指示と条件: 「of the utility」を含む行から「(1138, 477)」を含む行まで（両端を含む）を、座標の数値だけ0.4倍して整数に四捨五入（0.5は切り上げ）し、ほかは元のまま全行書き出してください。

——

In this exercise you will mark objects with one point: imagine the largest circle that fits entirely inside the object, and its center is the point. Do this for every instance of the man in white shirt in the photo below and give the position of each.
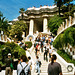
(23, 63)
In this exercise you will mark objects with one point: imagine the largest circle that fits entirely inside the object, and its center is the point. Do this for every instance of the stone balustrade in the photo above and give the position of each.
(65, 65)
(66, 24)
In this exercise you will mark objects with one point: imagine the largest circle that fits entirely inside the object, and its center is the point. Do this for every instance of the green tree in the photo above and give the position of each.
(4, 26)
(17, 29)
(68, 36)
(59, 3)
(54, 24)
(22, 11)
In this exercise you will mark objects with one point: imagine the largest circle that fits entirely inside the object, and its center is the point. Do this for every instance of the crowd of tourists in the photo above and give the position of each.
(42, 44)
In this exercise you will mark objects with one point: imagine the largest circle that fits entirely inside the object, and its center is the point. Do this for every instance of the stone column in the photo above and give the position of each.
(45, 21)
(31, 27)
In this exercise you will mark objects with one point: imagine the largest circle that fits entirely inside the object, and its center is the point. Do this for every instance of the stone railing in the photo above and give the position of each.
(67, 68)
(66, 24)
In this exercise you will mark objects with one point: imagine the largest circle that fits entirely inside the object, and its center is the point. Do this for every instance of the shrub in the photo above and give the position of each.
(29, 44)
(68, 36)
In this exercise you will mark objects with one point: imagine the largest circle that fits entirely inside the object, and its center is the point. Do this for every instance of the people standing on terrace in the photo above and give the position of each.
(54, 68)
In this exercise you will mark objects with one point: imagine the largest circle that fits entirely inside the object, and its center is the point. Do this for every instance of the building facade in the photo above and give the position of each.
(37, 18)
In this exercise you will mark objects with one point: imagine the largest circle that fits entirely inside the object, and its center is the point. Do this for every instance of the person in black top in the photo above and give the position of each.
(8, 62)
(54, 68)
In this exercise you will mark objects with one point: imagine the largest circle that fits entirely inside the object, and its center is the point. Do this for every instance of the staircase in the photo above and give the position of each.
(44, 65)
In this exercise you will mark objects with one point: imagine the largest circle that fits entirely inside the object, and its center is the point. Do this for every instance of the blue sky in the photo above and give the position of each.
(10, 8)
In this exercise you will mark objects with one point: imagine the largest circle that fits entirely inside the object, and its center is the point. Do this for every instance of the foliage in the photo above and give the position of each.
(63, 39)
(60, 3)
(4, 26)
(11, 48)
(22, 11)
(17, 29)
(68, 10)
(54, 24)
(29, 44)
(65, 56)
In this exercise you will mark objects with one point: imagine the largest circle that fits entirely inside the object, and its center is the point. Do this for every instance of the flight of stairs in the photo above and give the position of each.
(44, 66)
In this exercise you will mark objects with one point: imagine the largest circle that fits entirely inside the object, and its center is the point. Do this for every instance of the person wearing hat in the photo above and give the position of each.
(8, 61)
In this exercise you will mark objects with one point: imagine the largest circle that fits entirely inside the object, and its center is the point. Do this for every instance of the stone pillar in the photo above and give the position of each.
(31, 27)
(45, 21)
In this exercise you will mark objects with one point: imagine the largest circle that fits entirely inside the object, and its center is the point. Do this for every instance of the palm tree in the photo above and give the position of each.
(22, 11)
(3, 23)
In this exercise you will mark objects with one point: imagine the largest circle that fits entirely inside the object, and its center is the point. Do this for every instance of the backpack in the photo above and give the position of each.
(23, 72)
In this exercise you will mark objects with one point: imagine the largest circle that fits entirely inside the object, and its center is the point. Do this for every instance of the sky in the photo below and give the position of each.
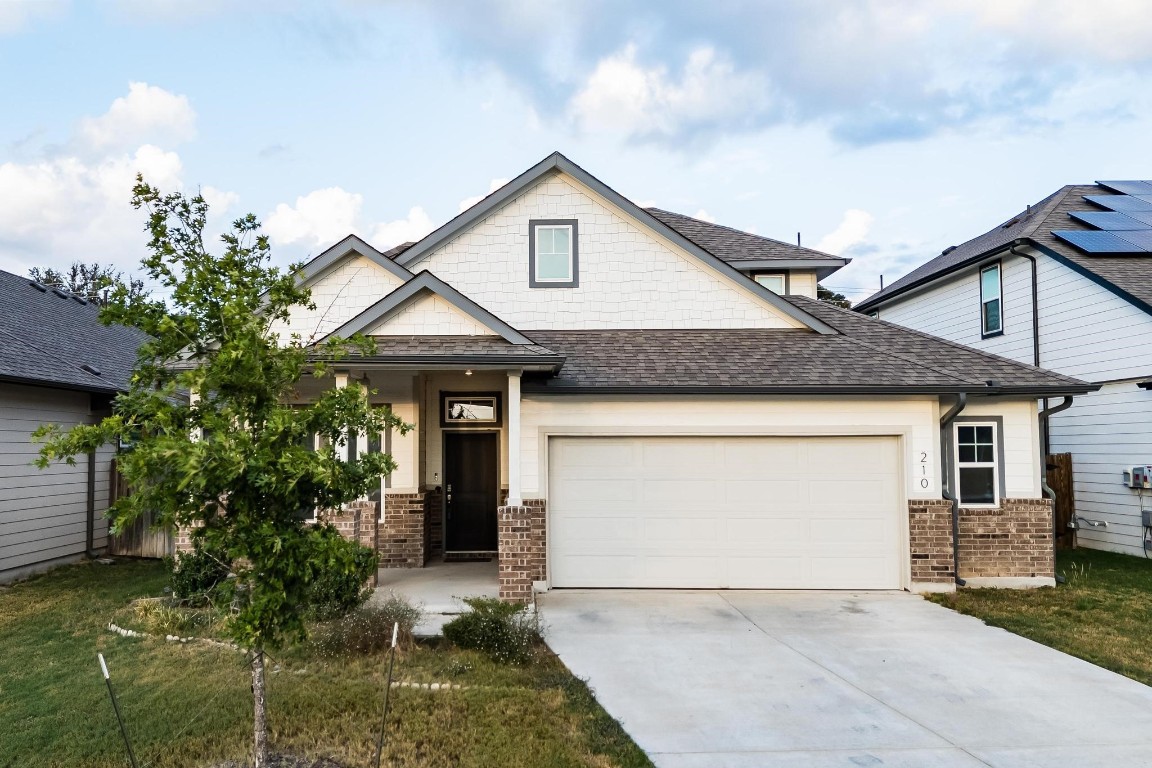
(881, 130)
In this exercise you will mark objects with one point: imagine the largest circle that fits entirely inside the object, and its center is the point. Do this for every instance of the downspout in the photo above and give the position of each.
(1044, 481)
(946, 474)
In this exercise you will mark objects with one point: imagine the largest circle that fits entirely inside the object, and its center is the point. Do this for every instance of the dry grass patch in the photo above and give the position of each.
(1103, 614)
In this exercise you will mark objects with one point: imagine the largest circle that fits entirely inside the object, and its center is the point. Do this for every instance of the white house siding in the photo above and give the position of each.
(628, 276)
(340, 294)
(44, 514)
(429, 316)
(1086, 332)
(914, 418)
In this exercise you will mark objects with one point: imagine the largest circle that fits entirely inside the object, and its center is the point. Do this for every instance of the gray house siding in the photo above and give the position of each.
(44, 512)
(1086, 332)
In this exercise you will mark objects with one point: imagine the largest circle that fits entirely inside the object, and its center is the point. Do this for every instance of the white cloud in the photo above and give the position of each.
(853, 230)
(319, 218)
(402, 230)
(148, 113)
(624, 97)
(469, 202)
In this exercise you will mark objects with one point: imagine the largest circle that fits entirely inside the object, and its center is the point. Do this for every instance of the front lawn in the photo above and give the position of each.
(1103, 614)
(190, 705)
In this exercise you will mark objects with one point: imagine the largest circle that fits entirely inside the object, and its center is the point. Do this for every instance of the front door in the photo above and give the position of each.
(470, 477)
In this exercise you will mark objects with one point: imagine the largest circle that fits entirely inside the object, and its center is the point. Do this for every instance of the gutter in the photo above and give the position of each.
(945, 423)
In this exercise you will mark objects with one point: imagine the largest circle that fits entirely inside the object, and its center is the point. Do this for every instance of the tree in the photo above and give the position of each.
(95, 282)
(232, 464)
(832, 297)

——

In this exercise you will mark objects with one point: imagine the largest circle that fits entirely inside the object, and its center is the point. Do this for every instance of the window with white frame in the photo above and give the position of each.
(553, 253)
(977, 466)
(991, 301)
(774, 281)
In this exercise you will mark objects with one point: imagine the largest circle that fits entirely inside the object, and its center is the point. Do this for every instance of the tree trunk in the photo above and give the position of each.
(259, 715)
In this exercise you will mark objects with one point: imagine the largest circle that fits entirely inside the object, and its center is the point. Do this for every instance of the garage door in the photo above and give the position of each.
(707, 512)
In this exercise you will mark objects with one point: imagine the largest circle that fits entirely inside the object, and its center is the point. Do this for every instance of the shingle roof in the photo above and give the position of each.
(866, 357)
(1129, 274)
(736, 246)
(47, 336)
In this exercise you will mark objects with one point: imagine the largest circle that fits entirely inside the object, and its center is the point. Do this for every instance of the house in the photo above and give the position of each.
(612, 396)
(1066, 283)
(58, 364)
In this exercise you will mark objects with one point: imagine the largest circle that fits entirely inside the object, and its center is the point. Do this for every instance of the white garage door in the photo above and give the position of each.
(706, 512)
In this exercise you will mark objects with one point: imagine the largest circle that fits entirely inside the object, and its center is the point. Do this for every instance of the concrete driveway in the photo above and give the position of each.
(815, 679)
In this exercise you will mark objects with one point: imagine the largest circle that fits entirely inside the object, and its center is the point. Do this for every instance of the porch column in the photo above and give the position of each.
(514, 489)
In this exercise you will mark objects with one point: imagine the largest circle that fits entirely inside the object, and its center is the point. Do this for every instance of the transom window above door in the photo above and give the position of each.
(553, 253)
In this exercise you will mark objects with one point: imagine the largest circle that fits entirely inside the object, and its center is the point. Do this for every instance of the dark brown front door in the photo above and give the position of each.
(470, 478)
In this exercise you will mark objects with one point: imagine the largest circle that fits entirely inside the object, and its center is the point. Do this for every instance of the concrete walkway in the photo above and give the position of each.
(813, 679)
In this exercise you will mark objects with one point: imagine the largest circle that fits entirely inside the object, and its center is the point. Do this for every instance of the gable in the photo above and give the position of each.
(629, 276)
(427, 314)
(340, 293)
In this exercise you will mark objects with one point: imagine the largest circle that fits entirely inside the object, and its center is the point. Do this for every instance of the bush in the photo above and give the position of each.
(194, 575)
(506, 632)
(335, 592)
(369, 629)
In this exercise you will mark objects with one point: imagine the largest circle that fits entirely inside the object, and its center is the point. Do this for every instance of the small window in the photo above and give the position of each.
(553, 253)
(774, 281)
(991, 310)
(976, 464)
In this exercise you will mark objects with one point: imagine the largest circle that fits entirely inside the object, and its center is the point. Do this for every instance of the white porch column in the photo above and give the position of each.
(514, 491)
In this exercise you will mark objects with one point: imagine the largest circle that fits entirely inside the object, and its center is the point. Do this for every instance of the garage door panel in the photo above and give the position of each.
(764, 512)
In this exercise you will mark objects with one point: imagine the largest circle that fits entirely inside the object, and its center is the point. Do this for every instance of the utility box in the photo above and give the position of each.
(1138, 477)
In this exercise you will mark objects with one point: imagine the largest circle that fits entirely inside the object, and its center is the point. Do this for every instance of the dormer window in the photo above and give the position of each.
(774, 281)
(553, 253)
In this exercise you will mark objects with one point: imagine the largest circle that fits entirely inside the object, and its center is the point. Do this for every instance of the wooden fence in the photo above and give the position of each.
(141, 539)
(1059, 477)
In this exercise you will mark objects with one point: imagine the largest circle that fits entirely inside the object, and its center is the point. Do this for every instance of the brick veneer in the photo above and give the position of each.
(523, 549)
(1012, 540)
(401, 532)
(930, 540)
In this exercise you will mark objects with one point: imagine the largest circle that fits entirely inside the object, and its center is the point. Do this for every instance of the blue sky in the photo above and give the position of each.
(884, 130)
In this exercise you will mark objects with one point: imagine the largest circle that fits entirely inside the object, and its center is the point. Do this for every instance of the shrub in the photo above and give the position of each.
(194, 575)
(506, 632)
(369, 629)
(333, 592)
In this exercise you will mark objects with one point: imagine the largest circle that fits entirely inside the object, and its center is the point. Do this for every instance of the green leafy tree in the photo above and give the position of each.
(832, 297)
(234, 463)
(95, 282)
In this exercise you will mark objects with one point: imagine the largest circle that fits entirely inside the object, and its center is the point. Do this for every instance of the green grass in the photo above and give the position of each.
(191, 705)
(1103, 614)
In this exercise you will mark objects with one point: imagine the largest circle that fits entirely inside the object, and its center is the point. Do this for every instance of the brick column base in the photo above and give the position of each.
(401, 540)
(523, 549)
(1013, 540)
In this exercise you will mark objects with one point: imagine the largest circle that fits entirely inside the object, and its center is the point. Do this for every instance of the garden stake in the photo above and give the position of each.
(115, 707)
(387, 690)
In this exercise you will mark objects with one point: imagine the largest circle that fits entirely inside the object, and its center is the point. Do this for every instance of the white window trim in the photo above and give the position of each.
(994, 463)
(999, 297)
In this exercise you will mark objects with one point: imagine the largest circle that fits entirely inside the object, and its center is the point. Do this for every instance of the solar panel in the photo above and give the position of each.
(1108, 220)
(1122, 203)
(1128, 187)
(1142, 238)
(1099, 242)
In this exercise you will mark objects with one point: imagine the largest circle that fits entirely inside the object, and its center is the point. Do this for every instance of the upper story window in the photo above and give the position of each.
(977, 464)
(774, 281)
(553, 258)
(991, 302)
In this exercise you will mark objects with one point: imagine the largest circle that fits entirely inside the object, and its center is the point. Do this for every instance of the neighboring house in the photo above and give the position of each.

——

出力全文:
In this exercise you will mark objects with one point: imagine the largest circle that fits entirely inside the object, and its center is the point. Do this for every instance of the utility box in the photo above and give the position of each.
(455, 191)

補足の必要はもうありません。